### Goal
Count the lines in the records that contain the string "window", matching case exactly, and give only that number.

### The records
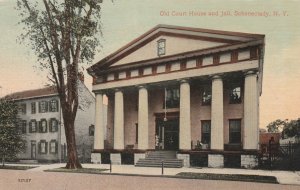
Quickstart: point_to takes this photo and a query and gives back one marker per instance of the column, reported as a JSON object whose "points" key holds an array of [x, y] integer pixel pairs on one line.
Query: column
{"points": [[251, 111], [185, 116], [143, 118], [119, 120], [217, 142], [99, 123]]}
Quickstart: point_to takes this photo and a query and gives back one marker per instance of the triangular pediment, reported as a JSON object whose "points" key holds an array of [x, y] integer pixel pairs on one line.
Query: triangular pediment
{"points": [[178, 40]]}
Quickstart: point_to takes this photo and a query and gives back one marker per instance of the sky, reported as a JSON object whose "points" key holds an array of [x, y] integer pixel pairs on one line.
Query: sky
{"points": [[124, 21]]}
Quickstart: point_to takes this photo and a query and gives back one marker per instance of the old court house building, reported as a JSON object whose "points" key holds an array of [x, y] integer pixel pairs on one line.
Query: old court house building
{"points": [[194, 91]]}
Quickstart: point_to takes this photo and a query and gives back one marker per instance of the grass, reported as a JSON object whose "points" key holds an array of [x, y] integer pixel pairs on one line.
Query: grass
{"points": [[8, 167], [229, 177], [82, 170]]}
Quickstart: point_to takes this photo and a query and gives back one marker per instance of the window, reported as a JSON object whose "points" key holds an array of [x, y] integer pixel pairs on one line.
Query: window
{"points": [[43, 147], [53, 147], [33, 110], [161, 47], [43, 107], [53, 107], [235, 95], [22, 109], [206, 96], [234, 131], [23, 126], [32, 126], [43, 126], [91, 130], [53, 125], [205, 132], [172, 98]]}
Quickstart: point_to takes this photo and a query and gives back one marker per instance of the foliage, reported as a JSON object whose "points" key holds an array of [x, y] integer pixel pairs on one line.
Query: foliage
{"points": [[64, 34], [292, 128], [276, 126], [11, 140]]}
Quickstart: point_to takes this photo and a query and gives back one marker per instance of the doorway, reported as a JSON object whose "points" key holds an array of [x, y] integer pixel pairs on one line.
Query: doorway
{"points": [[167, 134]]}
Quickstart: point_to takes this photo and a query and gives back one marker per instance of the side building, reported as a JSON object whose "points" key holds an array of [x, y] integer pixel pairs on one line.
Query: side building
{"points": [[194, 92], [41, 123]]}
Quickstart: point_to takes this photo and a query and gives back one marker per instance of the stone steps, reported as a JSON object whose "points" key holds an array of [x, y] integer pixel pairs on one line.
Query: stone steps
{"points": [[155, 159]]}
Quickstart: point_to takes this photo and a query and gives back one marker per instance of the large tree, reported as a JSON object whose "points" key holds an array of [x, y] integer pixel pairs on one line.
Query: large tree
{"points": [[64, 34], [11, 140]]}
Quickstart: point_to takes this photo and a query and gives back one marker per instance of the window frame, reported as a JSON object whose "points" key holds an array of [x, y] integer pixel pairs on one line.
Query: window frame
{"points": [[41, 126], [161, 41], [239, 132], [55, 146], [176, 102], [209, 90], [92, 130], [33, 108], [30, 126], [41, 108], [53, 108], [202, 132], [231, 89], [40, 147]]}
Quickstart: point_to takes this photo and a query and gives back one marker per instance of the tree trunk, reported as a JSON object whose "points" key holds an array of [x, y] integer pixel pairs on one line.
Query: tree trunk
{"points": [[73, 162]]}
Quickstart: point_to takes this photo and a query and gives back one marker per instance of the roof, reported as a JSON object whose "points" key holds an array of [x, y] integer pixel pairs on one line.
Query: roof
{"points": [[228, 36], [35, 93]]}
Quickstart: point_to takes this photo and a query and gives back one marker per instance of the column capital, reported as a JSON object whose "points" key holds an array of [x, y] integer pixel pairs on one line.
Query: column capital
{"points": [[185, 80], [250, 72], [100, 92], [216, 76], [118, 90], [142, 86]]}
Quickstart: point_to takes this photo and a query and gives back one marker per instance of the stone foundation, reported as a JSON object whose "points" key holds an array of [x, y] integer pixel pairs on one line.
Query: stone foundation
{"points": [[185, 158], [215, 161], [249, 161], [115, 158], [96, 158], [138, 156]]}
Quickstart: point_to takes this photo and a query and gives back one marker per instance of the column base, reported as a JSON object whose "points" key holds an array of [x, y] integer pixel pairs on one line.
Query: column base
{"points": [[96, 158], [185, 158], [215, 161], [138, 156], [115, 158], [249, 161]]}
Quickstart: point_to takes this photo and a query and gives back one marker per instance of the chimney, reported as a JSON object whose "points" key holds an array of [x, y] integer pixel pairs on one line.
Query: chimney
{"points": [[81, 77]]}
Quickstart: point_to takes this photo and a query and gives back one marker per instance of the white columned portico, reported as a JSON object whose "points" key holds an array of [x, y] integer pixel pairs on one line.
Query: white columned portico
{"points": [[99, 123], [251, 111], [143, 118], [217, 142], [185, 116], [119, 120]]}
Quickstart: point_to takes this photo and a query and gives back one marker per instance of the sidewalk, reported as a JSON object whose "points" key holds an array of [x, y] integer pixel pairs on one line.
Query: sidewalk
{"points": [[283, 177]]}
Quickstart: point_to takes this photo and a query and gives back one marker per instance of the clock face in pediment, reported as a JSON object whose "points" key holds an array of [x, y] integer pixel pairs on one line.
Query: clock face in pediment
{"points": [[161, 47]]}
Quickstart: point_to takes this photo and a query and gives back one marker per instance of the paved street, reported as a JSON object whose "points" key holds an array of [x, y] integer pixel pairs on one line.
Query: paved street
{"points": [[12, 179]]}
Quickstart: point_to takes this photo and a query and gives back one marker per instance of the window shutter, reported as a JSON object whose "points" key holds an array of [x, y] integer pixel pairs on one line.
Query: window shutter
{"points": [[46, 147], [39, 107], [57, 106], [51, 125], [39, 126], [39, 147], [50, 106], [56, 147], [46, 106], [30, 127]]}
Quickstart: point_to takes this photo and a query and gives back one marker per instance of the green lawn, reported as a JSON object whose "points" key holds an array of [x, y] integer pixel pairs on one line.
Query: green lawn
{"points": [[9, 167], [82, 170], [229, 177]]}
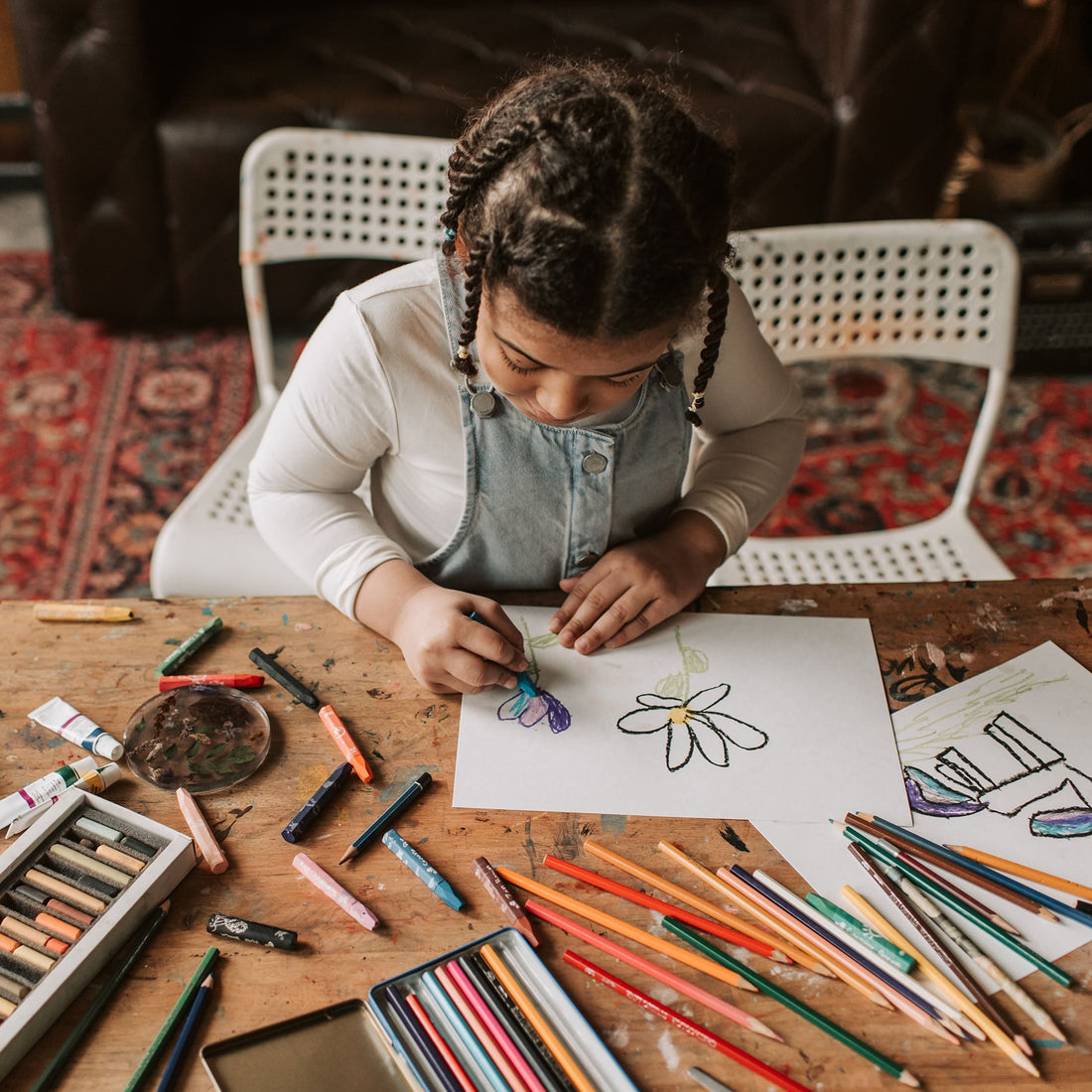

### Response to the exercise
6